EXERCISE DIRECTIONS: Rescale every line from the one containing "Mark the region of each instance of the **double" through the end of the records, reproducing all of them (requests included) with each coordinate in the answers multiplied by 1.15 and rounded to the nearest whole number, halves going up. Leave the numbers in the requests and their sample layouts unchanged.

DATA FOR PROCESSING:

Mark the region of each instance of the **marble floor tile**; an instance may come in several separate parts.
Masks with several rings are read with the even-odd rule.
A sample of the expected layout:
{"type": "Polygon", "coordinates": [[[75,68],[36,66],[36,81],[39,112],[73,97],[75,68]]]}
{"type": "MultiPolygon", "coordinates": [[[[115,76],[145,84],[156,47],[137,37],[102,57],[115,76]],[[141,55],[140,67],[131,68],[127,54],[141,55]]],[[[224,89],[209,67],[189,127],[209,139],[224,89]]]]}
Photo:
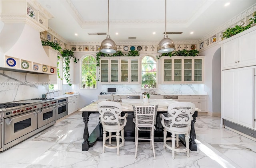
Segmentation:
{"type": "MultiPolygon", "coordinates": [[[[92,114],[89,133],[99,123],[92,114]]],[[[139,142],[137,158],[134,143],[120,148],[106,148],[97,142],[88,151],[82,150],[84,123],[79,111],[57,121],[54,125],[0,153],[0,168],[256,168],[256,142],[220,127],[218,117],[199,116],[195,123],[197,151],[176,152],[155,142],[156,158],[149,142],[139,142]]],[[[180,148],[184,147],[180,144],[180,148]]]]}

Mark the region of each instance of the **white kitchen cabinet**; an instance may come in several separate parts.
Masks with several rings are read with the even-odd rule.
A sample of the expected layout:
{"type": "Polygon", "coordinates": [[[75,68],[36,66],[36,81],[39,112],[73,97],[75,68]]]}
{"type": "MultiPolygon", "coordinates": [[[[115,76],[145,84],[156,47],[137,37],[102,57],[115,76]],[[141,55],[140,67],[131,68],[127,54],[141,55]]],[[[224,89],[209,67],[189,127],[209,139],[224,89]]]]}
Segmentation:
{"type": "Polygon", "coordinates": [[[256,30],[250,28],[220,43],[222,70],[256,65],[256,30]]]}
{"type": "Polygon", "coordinates": [[[222,71],[221,106],[222,119],[256,130],[255,125],[256,124],[254,109],[256,104],[253,98],[256,93],[255,68],[256,66],[222,71]]]}
{"type": "Polygon", "coordinates": [[[191,58],[175,56],[164,59],[164,84],[202,83],[203,61],[202,56],[191,58]]]}
{"type": "Polygon", "coordinates": [[[199,113],[208,111],[208,102],[207,96],[179,96],[178,101],[180,102],[191,102],[196,105],[196,107],[200,109],[199,113]]]}
{"type": "Polygon", "coordinates": [[[120,59],[120,83],[138,84],[139,66],[139,59],[120,59]]]}
{"type": "Polygon", "coordinates": [[[117,83],[119,81],[119,59],[100,59],[100,80],[102,83],[117,83]]]}
{"type": "Polygon", "coordinates": [[[79,109],[79,95],[68,98],[68,115],[79,109]]]}
{"type": "MultiPolygon", "coordinates": [[[[70,84],[75,84],[75,63],[74,62],[75,59],[73,57],[70,57],[70,62],[69,63],[69,74],[70,84]]],[[[64,63],[64,62],[63,62],[64,63]]],[[[63,63],[63,69],[65,68],[66,65],[63,63]]],[[[63,77],[63,84],[68,84],[67,82],[67,81],[63,77]]]]}

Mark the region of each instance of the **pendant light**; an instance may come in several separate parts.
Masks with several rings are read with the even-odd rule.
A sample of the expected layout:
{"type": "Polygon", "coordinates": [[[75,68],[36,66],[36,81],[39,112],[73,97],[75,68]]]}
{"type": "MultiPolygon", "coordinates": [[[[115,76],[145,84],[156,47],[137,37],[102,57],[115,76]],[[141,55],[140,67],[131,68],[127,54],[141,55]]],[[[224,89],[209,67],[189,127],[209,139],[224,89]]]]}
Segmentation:
{"type": "Polygon", "coordinates": [[[157,46],[157,52],[168,53],[175,49],[175,45],[171,39],[168,38],[166,34],[166,0],[165,0],[165,34],[157,46]]]}
{"type": "Polygon", "coordinates": [[[109,0],[108,0],[108,35],[107,38],[101,43],[100,51],[108,54],[116,53],[116,45],[109,35],[109,0]]]}

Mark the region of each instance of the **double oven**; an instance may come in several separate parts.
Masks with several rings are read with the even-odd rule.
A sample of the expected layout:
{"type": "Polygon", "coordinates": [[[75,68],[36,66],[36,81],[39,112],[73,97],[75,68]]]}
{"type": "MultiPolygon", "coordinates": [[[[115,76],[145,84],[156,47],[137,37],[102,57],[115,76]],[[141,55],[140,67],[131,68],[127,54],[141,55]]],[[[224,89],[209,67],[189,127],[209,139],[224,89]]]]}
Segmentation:
{"type": "Polygon", "coordinates": [[[57,104],[58,100],[53,99],[35,99],[0,104],[2,111],[0,111],[0,122],[2,121],[2,123],[0,122],[0,137],[2,137],[0,151],[56,123],[57,104]]]}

EXERCISE RESPONSE:
Mark the region of each instance of the **double oven**; an instance may come in several separate parts.
Masks with several rings are read with the even-odd rule.
A sample of the expected layout:
{"type": "Polygon", "coordinates": [[[75,68],[36,66],[36,81],[39,112],[73,97],[75,68]]]}
{"type": "MultiPolygon", "coordinates": [[[[115,76],[145,84],[156,47],[137,37],[102,57],[115,76]],[[141,55],[140,67],[131,68],[127,54],[141,55]]],[[[224,89],[209,67],[189,127],[209,139],[224,89]]]]}
Segmentation:
{"type": "Polygon", "coordinates": [[[66,120],[67,115],[61,114],[40,114],[0,120],[2,128],[0,128],[0,140],[2,139],[2,141],[0,140],[0,158],[2,158],[0,174],[64,141],[66,120]]]}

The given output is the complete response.